▶ [SHORT PROBLEM]
From the line with "light fixture for" down to the final line of the material below, quote every line exactly and leave out all lines before it.

▶ [GIVEN RECORDS]
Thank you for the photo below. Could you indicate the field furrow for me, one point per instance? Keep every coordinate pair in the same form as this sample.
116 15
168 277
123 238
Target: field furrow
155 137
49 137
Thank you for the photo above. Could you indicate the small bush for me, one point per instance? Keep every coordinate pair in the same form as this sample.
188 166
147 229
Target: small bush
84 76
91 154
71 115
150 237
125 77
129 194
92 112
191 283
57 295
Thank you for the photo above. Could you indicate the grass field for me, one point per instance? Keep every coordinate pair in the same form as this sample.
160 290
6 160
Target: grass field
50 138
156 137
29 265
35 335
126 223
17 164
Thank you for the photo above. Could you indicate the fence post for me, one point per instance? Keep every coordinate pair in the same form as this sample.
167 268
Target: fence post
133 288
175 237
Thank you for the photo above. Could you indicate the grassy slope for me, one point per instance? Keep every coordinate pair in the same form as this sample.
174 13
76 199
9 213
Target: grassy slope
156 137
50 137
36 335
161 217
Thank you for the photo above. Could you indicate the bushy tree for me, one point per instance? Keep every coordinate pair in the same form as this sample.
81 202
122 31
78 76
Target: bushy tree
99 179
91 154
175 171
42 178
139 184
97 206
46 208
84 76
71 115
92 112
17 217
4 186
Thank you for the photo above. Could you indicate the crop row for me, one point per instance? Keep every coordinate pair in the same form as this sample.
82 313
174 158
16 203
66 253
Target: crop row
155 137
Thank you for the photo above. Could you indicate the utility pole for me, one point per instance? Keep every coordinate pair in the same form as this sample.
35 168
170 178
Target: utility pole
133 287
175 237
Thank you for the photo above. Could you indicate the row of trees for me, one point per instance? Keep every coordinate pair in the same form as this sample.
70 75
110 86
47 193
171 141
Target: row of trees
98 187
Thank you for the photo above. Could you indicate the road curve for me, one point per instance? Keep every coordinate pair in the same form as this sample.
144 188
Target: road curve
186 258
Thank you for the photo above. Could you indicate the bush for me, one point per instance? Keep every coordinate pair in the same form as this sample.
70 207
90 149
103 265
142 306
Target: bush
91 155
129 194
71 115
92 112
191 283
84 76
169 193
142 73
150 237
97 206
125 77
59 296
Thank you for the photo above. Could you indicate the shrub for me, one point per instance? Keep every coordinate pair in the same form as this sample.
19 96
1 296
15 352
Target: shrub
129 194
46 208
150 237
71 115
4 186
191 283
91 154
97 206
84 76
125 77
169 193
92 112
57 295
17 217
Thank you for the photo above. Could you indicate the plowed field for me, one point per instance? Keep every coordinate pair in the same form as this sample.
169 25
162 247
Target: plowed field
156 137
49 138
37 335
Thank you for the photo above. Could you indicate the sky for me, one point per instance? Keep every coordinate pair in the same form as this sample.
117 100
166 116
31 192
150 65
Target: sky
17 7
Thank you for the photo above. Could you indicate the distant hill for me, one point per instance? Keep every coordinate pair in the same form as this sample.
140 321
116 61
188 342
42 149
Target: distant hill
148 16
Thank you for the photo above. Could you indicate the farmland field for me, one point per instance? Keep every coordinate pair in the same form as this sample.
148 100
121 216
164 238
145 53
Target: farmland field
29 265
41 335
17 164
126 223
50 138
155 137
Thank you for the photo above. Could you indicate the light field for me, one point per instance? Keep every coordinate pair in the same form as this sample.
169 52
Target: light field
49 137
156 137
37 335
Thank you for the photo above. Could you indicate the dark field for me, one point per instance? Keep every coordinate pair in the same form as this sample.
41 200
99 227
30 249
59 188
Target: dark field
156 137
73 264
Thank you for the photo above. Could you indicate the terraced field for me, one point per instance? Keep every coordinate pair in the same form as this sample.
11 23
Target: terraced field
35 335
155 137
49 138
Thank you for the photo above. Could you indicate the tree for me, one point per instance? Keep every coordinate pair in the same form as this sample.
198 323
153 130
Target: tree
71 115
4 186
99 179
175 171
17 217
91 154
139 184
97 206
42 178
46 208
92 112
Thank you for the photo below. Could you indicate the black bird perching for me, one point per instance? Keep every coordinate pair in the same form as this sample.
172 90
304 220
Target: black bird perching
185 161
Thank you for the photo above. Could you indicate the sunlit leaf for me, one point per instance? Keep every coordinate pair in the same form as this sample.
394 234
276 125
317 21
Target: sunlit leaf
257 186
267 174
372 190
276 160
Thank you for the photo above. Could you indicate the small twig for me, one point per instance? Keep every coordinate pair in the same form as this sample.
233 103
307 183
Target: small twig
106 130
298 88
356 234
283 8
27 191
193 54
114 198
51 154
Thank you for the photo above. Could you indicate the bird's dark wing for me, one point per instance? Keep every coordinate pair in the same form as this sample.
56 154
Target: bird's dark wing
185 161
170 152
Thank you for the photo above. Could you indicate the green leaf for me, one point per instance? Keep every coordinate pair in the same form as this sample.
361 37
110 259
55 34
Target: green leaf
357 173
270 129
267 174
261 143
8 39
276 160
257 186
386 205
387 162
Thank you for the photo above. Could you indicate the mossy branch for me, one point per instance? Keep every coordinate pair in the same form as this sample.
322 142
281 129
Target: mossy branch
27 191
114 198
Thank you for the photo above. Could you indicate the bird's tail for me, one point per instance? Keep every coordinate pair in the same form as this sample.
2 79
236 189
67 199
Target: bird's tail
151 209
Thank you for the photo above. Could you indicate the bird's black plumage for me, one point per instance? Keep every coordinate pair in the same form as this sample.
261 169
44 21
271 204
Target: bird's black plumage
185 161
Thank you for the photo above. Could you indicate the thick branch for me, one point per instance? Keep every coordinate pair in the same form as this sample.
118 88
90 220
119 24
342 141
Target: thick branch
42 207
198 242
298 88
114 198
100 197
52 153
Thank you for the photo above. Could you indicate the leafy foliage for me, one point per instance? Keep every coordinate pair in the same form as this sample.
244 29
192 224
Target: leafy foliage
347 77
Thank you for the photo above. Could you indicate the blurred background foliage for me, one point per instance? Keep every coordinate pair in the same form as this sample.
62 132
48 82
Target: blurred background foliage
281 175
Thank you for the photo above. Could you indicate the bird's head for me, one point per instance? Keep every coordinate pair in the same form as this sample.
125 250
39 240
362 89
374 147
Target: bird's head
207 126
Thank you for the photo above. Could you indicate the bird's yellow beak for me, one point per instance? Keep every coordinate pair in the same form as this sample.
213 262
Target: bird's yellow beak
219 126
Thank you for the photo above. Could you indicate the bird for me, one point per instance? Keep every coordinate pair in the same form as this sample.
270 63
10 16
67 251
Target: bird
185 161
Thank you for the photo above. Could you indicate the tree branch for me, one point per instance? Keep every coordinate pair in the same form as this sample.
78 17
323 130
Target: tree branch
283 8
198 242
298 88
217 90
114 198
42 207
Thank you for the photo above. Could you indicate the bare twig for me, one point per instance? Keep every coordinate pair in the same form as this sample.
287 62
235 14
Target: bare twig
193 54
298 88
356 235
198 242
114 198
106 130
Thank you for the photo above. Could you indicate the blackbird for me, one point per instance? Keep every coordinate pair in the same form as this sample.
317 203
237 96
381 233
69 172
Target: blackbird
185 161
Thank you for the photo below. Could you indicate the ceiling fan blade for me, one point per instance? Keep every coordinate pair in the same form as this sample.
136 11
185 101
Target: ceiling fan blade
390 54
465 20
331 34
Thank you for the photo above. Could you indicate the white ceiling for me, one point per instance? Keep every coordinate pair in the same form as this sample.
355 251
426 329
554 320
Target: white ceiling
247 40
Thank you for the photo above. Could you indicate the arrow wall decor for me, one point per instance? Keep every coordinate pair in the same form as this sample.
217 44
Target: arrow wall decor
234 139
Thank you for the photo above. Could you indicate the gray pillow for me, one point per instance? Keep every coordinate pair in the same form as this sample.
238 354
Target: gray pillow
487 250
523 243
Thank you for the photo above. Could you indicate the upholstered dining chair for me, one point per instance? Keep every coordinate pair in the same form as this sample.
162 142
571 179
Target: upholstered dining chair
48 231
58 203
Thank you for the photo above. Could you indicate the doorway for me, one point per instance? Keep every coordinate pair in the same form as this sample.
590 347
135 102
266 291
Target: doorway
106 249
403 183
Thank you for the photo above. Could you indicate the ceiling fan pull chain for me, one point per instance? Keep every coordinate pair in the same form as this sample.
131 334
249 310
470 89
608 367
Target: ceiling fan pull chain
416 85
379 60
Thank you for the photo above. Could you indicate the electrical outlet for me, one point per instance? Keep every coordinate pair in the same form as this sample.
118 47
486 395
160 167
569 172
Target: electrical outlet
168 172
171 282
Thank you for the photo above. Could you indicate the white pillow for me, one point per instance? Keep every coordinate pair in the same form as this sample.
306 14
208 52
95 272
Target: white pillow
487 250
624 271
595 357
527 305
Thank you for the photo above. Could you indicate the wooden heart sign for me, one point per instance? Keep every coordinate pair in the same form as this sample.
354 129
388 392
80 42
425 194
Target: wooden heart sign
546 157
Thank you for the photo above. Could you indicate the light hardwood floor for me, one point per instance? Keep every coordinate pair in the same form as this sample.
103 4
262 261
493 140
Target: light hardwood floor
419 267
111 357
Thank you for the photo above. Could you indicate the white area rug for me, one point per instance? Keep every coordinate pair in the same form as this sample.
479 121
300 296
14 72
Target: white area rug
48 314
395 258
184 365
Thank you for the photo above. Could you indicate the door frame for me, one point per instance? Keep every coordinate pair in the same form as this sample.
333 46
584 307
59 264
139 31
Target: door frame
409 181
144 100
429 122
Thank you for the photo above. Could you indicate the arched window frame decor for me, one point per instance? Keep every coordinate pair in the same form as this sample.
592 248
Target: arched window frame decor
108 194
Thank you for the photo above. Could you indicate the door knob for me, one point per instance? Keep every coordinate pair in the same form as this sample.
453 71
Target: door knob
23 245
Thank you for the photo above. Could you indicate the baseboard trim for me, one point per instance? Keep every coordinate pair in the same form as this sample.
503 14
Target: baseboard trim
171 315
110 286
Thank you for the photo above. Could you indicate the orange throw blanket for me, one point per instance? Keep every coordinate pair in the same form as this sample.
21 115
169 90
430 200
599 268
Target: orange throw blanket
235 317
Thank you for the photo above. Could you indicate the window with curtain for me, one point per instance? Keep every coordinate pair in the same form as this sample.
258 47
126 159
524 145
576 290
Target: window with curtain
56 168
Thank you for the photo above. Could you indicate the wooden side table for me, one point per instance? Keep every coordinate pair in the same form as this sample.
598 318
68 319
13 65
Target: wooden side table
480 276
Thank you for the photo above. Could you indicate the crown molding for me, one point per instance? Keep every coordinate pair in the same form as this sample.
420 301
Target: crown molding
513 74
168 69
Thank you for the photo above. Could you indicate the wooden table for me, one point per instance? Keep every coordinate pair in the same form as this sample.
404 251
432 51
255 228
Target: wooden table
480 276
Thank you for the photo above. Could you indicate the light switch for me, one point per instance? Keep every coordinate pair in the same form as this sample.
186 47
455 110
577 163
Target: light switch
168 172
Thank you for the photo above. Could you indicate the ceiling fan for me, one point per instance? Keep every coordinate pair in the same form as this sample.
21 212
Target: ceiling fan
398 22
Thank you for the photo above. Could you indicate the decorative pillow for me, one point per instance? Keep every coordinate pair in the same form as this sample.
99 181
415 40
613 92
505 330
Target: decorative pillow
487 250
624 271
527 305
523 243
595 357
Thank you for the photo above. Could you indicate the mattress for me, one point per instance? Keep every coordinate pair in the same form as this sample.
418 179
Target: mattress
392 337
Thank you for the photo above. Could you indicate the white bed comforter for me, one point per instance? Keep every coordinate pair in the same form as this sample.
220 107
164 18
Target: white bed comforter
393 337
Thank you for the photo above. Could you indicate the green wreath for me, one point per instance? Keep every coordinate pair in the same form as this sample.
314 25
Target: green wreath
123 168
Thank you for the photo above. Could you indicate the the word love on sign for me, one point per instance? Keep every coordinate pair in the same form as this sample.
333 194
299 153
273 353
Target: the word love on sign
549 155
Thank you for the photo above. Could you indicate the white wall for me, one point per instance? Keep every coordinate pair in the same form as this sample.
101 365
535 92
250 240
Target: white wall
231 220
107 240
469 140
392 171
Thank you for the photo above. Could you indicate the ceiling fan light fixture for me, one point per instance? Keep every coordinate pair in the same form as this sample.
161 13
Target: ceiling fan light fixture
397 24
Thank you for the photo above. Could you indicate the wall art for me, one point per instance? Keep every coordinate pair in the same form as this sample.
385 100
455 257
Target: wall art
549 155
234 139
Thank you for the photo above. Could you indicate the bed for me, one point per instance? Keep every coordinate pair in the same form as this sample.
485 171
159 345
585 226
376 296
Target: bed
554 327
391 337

▶ [OUTPUT]
Thank you for the photo above. Could you indicate the ceiling fan light fixture for me, one point per instance? Keep every coordinate pair in the same form as this sample.
161 13
Target: ceiling fan light fixture
397 24
Thank you for the photo above. Could you indicate the wall art for me, one point per instance? Keep every coordinate pair in the same form as this sample.
385 100
455 257
Target: wall art
549 155
234 139
Thank you for the photo above. Could you indicate the bed for me, one point per instance? Keep every coordinate pair in the same form as this sample.
485 171
159 345
585 226
376 296
Target: bed
554 327
391 337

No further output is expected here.